» **About this task**
Please copy the lines of the records below, starting at the line containing "Task: determine the" and ending at the line containing "box: [0, 198, 32, 213]", changing "target's" to "object's" and keeping everything else the same.

» **Material for the task**
****************

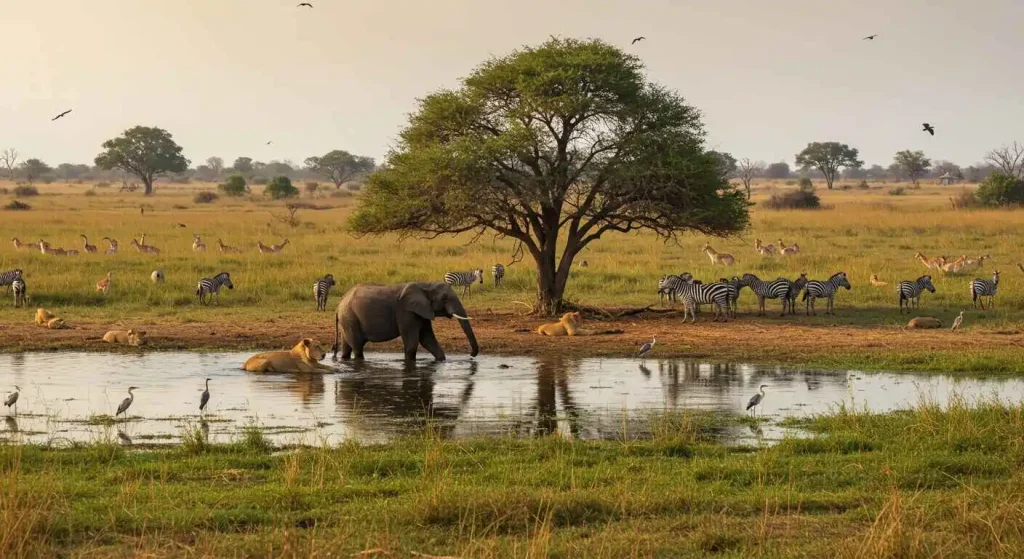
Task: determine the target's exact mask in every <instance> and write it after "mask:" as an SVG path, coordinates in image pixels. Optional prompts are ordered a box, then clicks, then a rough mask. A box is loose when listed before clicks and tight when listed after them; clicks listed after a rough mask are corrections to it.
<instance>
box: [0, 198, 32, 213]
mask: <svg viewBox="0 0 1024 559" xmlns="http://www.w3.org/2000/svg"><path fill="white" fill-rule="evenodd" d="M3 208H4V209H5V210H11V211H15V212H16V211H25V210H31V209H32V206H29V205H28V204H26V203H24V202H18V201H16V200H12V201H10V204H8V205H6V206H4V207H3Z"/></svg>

****************

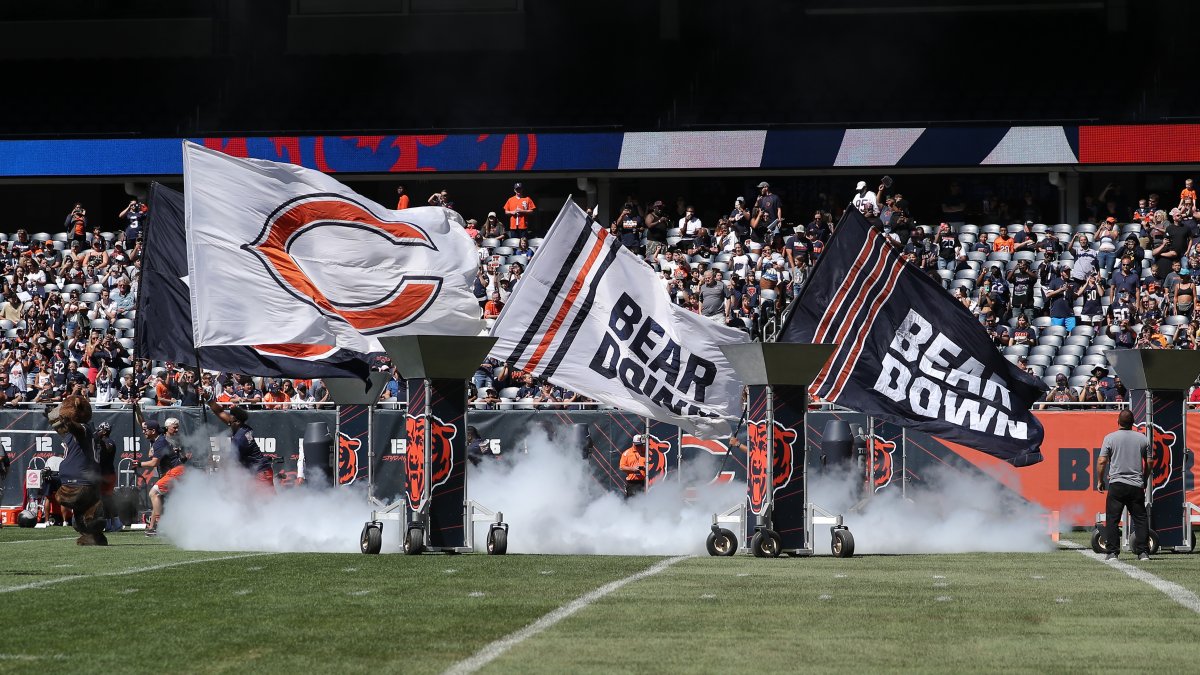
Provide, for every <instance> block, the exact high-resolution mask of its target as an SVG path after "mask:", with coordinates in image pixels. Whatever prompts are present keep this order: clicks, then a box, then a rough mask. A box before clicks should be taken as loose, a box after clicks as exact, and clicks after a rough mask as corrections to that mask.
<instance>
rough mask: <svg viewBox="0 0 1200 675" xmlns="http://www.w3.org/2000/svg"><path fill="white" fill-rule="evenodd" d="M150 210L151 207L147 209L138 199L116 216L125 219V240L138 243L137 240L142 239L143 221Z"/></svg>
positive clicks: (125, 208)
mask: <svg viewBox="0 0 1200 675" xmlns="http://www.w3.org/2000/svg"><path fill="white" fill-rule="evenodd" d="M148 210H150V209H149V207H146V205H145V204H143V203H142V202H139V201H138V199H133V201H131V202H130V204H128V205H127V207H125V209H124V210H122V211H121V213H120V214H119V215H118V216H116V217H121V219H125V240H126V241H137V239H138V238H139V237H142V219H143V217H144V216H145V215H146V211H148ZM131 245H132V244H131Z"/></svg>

****************

» **Task output**
Task: determine the object's exact mask in every <instance> and write it after "mask:" as an SVG path, coordinates in image pixels. Optional prompts are ordered a box, then clicks, then a rough mask. A box is loose when listed before clicks and tight when listed after them; clicks listed after a rough mask are corrections to it.
<instance>
box: [0, 198, 32, 213]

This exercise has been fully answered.